→ **Your objective**: Output, please, every line from the line that holds "Target | woman's bare leg" to the end, exactly as written.

→ **Provided records**:
--------------------------------------------------

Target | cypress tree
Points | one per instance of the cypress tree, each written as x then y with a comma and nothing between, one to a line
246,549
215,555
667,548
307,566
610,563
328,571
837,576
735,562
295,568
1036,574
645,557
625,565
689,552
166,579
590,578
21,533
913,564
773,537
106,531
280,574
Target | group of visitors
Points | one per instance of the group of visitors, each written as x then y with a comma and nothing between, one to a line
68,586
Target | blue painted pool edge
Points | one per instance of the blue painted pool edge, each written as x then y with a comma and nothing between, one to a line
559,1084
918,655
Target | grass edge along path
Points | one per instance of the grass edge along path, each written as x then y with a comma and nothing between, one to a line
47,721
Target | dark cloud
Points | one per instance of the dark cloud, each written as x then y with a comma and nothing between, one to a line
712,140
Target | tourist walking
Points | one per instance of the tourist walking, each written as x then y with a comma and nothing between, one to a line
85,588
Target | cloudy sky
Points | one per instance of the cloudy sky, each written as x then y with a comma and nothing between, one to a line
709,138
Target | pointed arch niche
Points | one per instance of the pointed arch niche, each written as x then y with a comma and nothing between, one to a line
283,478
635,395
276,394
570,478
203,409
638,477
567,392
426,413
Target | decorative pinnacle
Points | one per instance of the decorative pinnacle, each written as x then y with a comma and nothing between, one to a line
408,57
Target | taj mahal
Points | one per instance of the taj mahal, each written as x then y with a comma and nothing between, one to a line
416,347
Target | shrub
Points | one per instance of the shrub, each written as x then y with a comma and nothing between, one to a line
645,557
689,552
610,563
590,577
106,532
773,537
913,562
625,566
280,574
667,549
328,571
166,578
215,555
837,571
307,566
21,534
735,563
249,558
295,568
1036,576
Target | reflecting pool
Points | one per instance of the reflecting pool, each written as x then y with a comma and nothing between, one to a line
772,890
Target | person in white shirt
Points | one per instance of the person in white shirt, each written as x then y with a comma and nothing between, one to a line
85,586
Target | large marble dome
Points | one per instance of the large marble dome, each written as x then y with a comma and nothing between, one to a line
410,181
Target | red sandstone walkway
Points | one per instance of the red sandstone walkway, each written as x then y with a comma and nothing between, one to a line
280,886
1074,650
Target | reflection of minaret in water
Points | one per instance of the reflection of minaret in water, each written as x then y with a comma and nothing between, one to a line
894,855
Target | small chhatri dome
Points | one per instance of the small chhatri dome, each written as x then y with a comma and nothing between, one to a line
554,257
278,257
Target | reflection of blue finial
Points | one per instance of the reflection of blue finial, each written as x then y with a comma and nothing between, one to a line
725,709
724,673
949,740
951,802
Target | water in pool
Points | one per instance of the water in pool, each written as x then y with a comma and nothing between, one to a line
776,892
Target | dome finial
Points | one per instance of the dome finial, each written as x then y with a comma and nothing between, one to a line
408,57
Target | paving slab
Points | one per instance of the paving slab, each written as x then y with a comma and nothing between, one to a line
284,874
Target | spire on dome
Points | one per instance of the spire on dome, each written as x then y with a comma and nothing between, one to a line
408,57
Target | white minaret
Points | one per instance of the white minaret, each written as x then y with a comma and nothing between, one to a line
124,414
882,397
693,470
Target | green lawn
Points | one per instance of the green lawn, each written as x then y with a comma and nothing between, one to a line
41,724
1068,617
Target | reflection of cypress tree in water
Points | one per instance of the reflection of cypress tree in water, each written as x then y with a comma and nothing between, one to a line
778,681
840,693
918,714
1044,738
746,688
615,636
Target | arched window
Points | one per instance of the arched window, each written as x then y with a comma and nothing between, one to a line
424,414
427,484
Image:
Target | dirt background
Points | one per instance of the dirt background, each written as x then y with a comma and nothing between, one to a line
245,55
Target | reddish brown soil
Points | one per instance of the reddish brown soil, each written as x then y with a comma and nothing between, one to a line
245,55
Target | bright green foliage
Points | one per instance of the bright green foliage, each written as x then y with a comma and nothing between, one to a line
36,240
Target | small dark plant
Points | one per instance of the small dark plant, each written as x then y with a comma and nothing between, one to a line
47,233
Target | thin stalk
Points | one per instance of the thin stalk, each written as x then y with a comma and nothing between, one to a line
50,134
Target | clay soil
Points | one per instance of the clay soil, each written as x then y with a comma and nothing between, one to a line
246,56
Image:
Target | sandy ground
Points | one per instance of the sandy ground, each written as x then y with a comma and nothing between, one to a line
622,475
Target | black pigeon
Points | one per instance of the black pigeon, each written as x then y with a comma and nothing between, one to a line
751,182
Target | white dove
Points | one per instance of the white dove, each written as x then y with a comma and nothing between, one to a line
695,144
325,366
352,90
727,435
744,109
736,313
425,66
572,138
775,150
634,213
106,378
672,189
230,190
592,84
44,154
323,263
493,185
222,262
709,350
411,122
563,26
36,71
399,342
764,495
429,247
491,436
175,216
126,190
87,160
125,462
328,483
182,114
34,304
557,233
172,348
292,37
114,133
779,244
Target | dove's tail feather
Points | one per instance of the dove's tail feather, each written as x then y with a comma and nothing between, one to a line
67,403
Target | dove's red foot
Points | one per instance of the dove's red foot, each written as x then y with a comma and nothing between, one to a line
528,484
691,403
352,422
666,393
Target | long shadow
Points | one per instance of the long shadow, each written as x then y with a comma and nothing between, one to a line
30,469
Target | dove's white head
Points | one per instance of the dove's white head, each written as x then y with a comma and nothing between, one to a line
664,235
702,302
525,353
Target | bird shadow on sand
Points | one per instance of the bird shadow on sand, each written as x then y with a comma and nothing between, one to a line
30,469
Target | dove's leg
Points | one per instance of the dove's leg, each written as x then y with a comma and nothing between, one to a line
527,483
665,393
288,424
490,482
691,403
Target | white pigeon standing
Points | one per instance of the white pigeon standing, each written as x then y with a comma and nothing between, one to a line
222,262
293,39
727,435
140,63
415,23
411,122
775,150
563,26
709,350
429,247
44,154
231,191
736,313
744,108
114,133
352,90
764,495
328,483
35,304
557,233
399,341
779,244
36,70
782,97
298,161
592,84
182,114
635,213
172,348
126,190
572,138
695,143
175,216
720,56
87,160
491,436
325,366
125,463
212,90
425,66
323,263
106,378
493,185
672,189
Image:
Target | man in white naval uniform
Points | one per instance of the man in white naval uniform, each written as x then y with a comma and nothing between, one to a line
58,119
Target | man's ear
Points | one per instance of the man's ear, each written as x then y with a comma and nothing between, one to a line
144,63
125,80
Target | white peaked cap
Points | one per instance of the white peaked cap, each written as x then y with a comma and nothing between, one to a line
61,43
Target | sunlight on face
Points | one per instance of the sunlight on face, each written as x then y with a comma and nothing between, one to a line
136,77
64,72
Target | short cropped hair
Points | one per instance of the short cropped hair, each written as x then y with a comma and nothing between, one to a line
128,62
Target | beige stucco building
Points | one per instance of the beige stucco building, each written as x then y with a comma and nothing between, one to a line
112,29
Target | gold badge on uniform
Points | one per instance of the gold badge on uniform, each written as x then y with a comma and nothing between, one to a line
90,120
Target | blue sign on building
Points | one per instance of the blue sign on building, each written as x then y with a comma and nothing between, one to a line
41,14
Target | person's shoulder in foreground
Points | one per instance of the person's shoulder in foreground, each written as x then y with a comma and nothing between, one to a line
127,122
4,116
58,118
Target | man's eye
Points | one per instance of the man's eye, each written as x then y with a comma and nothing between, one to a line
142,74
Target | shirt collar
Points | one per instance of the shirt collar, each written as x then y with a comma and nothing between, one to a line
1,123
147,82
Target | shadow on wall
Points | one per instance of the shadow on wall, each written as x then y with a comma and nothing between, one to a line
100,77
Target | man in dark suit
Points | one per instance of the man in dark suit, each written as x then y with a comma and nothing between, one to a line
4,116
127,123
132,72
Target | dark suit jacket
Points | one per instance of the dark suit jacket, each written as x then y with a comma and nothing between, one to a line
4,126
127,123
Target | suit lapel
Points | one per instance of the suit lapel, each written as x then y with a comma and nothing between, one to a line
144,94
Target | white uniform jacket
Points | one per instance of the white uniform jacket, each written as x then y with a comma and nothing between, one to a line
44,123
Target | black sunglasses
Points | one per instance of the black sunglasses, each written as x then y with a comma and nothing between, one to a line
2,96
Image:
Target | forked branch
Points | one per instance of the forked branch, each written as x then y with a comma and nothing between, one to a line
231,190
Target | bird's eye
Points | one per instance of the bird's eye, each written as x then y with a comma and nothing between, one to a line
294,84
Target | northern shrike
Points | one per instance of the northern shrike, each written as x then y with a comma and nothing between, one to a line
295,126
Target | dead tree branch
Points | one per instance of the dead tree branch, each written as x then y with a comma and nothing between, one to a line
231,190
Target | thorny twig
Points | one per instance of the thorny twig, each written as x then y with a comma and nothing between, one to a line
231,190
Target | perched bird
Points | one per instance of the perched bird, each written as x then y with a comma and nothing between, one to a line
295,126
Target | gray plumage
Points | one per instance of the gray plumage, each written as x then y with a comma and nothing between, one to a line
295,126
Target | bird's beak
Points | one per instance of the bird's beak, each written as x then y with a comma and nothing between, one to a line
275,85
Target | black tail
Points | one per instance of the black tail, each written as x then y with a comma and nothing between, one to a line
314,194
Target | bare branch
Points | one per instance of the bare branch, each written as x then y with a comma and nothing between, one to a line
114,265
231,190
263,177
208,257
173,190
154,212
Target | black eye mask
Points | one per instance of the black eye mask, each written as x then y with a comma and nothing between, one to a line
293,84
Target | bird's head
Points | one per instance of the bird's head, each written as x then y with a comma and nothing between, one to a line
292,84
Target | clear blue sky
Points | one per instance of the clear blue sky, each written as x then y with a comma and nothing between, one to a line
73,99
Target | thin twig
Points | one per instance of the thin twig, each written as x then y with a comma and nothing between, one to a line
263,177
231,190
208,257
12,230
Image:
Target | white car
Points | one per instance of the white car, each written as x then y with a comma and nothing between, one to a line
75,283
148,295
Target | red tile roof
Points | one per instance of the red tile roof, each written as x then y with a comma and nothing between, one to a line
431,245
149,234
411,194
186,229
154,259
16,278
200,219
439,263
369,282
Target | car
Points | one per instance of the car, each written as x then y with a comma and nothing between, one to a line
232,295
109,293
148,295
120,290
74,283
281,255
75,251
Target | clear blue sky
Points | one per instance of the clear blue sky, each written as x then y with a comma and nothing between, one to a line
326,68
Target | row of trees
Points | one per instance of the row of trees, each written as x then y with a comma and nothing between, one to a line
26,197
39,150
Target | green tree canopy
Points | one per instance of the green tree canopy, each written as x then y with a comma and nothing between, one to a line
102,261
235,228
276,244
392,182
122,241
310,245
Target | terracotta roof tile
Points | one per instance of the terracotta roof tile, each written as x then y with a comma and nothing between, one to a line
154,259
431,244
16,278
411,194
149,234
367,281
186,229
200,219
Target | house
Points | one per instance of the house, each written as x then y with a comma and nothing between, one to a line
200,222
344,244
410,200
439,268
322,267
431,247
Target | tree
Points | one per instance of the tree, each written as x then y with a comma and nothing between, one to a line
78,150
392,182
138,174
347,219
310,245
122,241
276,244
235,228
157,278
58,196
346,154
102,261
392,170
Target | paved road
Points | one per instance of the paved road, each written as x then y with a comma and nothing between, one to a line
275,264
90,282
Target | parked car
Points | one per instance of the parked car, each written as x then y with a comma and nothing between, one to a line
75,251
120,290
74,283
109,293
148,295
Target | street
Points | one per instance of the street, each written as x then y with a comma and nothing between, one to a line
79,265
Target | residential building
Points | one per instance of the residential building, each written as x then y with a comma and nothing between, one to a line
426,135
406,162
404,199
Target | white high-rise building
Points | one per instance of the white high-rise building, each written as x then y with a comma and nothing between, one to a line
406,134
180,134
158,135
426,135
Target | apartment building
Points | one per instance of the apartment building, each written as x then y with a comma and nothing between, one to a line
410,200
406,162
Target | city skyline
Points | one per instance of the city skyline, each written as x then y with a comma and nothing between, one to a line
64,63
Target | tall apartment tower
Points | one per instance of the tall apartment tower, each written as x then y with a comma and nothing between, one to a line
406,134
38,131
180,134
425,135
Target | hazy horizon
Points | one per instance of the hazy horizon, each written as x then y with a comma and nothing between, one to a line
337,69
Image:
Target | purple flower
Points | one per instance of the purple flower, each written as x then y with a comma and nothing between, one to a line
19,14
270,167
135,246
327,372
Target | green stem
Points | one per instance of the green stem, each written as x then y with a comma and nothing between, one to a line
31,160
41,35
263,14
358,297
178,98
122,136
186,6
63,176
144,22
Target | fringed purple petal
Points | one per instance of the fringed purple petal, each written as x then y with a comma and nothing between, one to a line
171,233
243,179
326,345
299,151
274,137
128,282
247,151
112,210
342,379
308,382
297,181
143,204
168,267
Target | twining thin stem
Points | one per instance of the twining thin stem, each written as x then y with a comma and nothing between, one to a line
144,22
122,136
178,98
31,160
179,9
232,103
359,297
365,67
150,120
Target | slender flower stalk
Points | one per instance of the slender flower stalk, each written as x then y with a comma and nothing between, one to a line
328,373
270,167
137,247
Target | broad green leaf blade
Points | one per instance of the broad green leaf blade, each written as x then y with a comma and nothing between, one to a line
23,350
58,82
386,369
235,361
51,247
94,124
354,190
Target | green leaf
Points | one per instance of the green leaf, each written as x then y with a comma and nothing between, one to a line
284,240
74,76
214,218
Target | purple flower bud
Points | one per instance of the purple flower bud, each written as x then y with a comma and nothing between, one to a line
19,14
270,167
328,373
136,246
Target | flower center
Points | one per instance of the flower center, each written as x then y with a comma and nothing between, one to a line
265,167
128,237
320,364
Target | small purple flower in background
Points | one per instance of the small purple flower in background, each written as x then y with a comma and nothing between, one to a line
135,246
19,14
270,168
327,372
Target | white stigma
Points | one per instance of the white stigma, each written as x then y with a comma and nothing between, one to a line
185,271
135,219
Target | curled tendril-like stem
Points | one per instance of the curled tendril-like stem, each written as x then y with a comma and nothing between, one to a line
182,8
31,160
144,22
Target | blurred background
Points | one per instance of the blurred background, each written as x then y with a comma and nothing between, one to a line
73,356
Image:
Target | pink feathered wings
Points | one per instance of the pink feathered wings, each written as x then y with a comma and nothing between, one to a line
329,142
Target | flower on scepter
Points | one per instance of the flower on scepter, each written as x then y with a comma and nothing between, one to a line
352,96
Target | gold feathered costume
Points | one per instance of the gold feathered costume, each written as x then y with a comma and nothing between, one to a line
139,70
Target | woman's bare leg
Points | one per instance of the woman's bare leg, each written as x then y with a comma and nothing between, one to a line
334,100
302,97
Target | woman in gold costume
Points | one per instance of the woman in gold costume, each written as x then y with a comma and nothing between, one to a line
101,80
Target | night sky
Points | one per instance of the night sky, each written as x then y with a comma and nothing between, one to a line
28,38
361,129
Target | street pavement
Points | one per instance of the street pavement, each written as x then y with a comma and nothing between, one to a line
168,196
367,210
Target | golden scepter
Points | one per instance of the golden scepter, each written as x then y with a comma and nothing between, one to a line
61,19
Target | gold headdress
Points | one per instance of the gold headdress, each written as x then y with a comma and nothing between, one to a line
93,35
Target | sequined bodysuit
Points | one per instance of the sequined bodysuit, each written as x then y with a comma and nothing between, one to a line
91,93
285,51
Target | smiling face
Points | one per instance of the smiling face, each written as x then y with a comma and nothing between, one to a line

--------------------------------------------------

→ **Result for this exercise**:
Target | woman's bare leg
Points | one per instance of the woman's bare leg, each written as x then y with a comma and nothing between, one to a line
334,100
302,97
Target | woman in gold costume
Points | one per instance of the woman in gold costume, each written as x then y with a comma and nothing between, one to a line
101,80
Target | night sky
Points | one per instance of the night sky, each written as x then y with a comma and nothing between, one to a line
28,38
361,129
Target | street pavement
Points | one per instance of the street pavement, each written as x then y with a comma and nothing between, one to a line
168,196
367,210
Target | golden scepter
Points | one per instance of the golden scepter, each written as x then y with a comma and nothing between, one to a line
61,19
Target | gold headdress
Points | one per instance of the gold headdress, each written as x then y with a comma and nothing between, one to a line
93,35
Target | sequined bodysuit
Points | one per instance of the sequined bodysuit, each written as x then y with a comma and nothing between, one to a line
91,93
285,51
Target | smiling face
Points | one per instance of the smiling face, each written as x then y with a comma and nothing between, one to a line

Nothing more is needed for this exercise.